Set problem -> Extract every line of the material below that contains the string "vegetation". Treat the match as case-sensitive.

Records to use ->
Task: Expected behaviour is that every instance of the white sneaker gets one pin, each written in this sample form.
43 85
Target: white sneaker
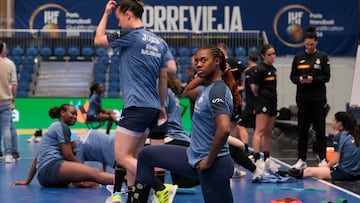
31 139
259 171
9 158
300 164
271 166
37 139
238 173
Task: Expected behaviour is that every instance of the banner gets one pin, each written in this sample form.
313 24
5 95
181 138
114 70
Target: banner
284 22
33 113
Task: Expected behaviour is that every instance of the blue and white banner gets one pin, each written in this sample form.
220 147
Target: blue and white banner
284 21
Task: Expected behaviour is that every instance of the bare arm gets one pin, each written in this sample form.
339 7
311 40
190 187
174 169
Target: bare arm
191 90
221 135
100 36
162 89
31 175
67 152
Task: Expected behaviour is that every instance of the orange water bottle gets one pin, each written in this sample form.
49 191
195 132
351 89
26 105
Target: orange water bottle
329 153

==

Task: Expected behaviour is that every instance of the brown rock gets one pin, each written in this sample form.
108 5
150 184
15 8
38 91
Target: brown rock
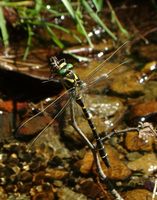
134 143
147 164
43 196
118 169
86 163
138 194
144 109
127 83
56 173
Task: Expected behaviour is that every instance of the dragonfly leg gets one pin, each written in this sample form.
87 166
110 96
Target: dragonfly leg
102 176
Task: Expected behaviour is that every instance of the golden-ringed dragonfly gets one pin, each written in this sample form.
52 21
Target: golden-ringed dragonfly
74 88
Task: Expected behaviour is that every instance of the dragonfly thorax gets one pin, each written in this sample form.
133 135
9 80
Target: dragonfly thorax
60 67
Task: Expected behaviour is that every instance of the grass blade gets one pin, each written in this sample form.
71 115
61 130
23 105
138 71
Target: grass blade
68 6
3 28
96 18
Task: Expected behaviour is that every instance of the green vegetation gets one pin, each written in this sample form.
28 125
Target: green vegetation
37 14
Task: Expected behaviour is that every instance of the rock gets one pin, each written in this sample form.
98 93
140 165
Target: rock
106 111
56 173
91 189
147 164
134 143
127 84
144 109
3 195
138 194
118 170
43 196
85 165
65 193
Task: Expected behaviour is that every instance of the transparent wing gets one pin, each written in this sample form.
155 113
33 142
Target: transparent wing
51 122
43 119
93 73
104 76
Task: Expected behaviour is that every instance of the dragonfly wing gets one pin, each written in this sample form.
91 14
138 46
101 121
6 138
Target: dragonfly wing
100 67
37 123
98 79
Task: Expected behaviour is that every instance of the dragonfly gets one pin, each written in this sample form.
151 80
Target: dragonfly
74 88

Result of the task ->
Task: Expected behaviour is that every instance of the green vegetation gets one pin, each written in this sample form.
Target: green vegetation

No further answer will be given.